- Short problem -
Please copy out the material below with "stone" substituted by "rock" wherever it occurs, changing nothing else. Leave the pictures out of your answer.
-- BEGIN Information given --
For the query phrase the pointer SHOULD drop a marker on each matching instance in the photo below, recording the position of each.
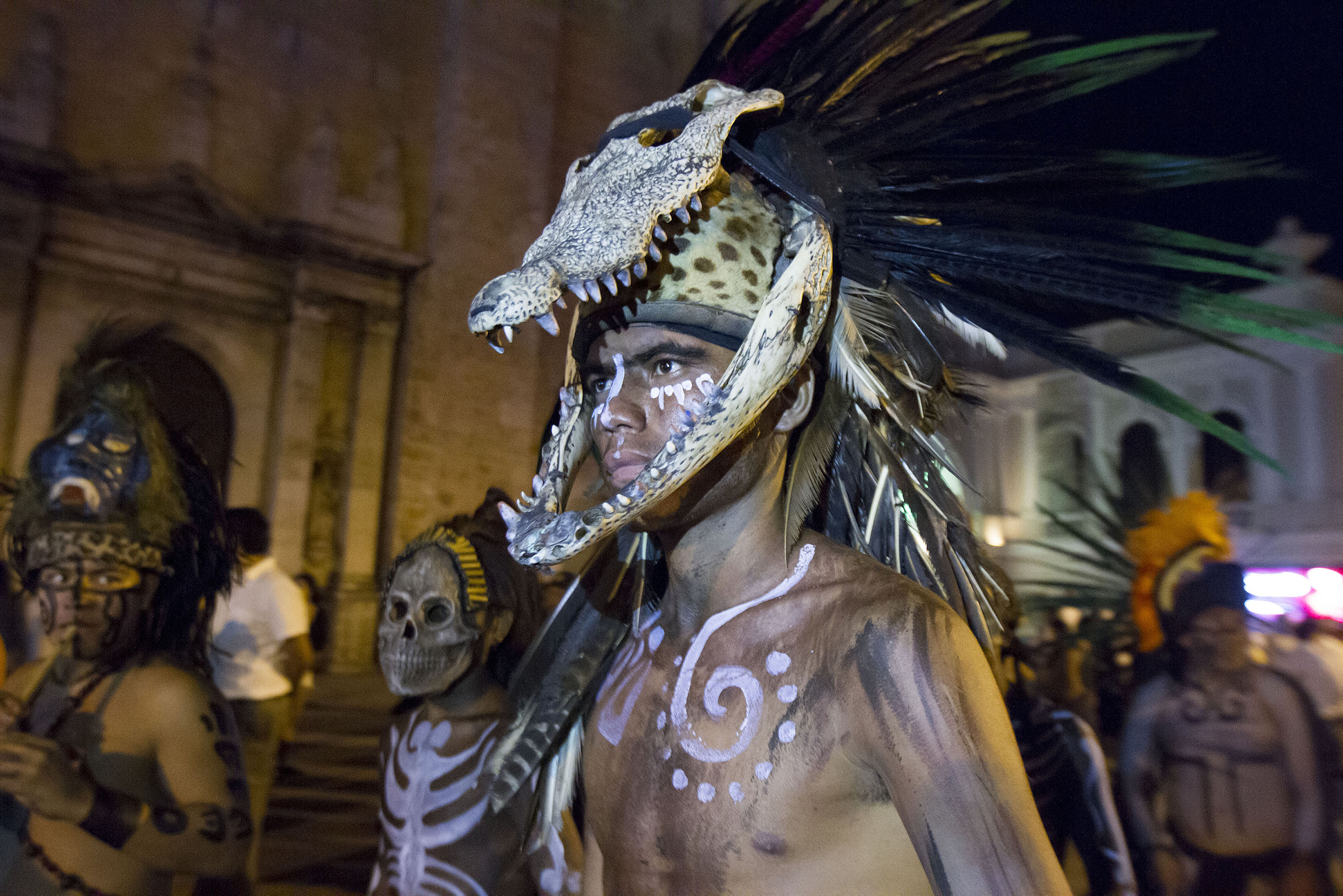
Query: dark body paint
(883, 671)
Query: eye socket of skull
(425, 601)
(426, 641)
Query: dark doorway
(194, 400)
(1144, 482)
(1227, 472)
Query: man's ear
(500, 623)
(805, 382)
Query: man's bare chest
(716, 726)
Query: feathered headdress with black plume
(113, 483)
(835, 142)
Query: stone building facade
(1047, 426)
(310, 194)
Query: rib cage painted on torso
(430, 800)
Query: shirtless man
(451, 600)
(782, 716)
(769, 269)
(120, 750)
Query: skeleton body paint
(440, 620)
(430, 800)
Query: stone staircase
(322, 825)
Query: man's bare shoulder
(859, 594)
(169, 691)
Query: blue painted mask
(92, 466)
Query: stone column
(293, 430)
(356, 601)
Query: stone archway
(194, 400)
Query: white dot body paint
(605, 407)
(727, 677)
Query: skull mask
(426, 640)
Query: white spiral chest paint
(434, 782)
(728, 676)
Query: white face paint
(406, 863)
(604, 410)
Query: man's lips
(624, 470)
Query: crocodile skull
(607, 223)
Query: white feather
(849, 348)
(973, 333)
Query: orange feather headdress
(1181, 537)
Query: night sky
(1270, 82)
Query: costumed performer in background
(772, 269)
(120, 751)
(1233, 751)
(457, 613)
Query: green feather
(1181, 261)
(1259, 311)
(1221, 342)
(1185, 239)
(1053, 61)
(1158, 395)
(1229, 324)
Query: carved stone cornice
(183, 201)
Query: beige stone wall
(528, 89)
(411, 129)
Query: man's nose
(624, 410)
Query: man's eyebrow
(667, 348)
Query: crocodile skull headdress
(903, 245)
(657, 175)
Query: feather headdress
(904, 237)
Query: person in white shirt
(261, 652)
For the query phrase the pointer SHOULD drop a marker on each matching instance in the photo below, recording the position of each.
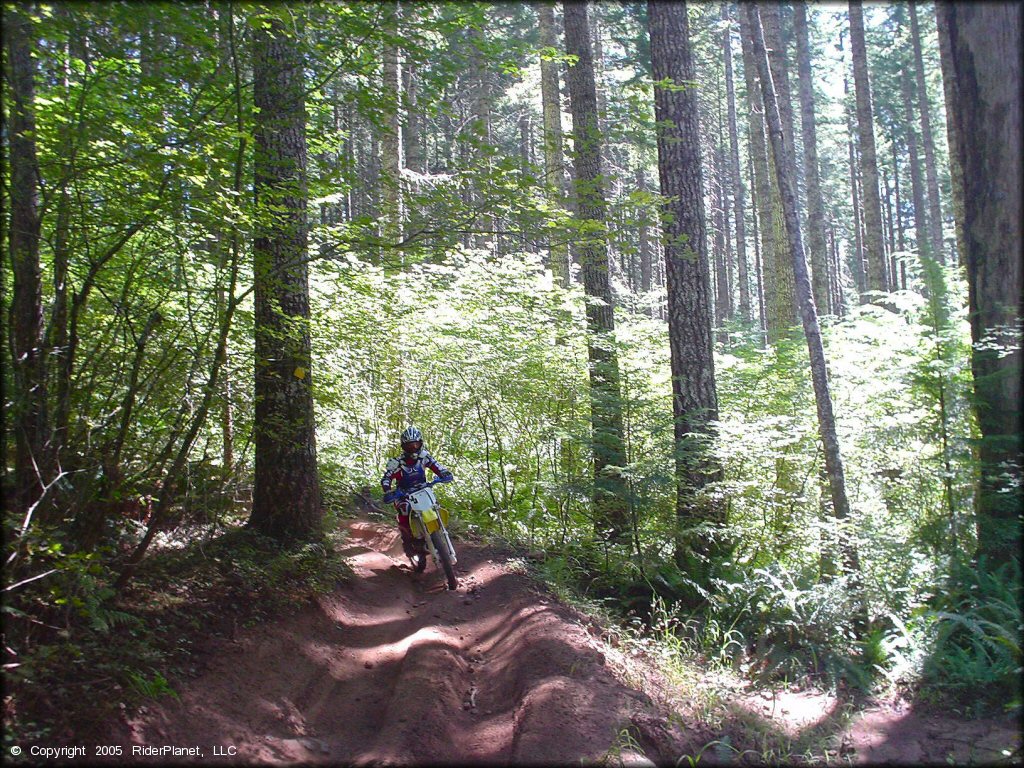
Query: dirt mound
(394, 669)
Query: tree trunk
(738, 194)
(780, 312)
(413, 134)
(606, 417)
(756, 239)
(30, 419)
(815, 203)
(857, 258)
(942, 10)
(392, 219)
(868, 161)
(931, 175)
(554, 162)
(485, 238)
(916, 186)
(694, 395)
(287, 496)
(898, 215)
(765, 194)
(819, 377)
(719, 254)
(645, 247)
(986, 43)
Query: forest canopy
(717, 305)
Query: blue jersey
(411, 470)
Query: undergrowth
(77, 651)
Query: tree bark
(868, 161)
(819, 376)
(780, 307)
(942, 10)
(554, 161)
(738, 194)
(30, 420)
(857, 258)
(916, 185)
(931, 175)
(986, 43)
(774, 271)
(287, 495)
(392, 219)
(815, 202)
(687, 278)
(606, 417)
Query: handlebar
(399, 494)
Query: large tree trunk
-- END Information given --
- Exercise solution -
For the query phrase the pointer SHOULD drop a marker on each matching instance in the photo below, recording the position of each.
Query: dark body paint
(883, 671)
Query: eye socket of skull
(425, 601)
(426, 641)
Query: dark doorway
(194, 400)
(1144, 482)
(1227, 472)
Query: man's ear
(500, 623)
(805, 382)
Query: man's bare chest
(716, 726)
Query: feathered headdress with black plume
(113, 483)
(835, 142)
Query: rock building facade
(1047, 426)
(310, 194)
Query: rib cage painted on torso
(430, 800)
Query: shirtless man
(451, 600)
(782, 716)
(769, 269)
(120, 750)
Query: skeleton body paint
(440, 620)
(430, 800)
Query: rock staircase
(322, 825)
Query: man's bare shoulder
(859, 594)
(169, 691)
Query: blue painted mask
(92, 466)
Query: rock column
(293, 430)
(356, 601)
Query: rock archway
(194, 400)
Query: white dot body paint
(605, 407)
(727, 677)
Query: skull mask
(426, 640)
Query: white spiral chest paint
(434, 782)
(728, 676)
Query: white face paint
(406, 863)
(604, 410)
Query: man's lips
(624, 470)
Query: crocodile skull
(607, 223)
Query: white feather
(849, 348)
(973, 333)
Query: orange feather headdress
(1181, 537)
Query: night sky
(1270, 82)
Query: costumed performer in background
(772, 269)
(120, 751)
(1233, 751)
(457, 613)
Query: green feather
(1181, 261)
(1259, 311)
(1221, 342)
(1185, 239)
(1053, 61)
(1158, 395)
(1229, 324)
Query: carved rock cornice
(183, 201)
Query: beige rock wall
(528, 89)
(411, 129)
Query: man's nose
(624, 410)
Query: man's eyebrow
(667, 348)
Query: crocodile skull headdress
(903, 245)
(657, 175)
Query: feather headdress
(904, 237)
Query: person in white shirt
(261, 652)
For the query phrase the pointer SHOULD drop a marker on each matching instance in the photo below, recording the position of each.
Query: dirt mound
(394, 669)
Query: tree trunk
(738, 194)
(780, 312)
(413, 134)
(606, 417)
(756, 239)
(30, 419)
(815, 203)
(857, 258)
(942, 10)
(392, 219)
(868, 161)
(931, 175)
(554, 162)
(485, 238)
(916, 186)
(694, 395)
(287, 496)
(898, 215)
(765, 194)
(819, 377)
(719, 254)
(645, 247)
(986, 43)
Query: forest canopy
(717, 305)
Query: blue jersey
(411, 470)
Query: undergrowth
(77, 651)
Query: tree bark
(868, 161)
(819, 376)
(780, 307)
(942, 10)
(554, 161)
(738, 194)
(30, 420)
(857, 258)
(916, 185)
(931, 175)
(986, 43)
(774, 271)
(287, 495)
(392, 219)
(815, 202)
(687, 278)
(606, 417)
Query: handlebar
(399, 494)
Query: large tree trunk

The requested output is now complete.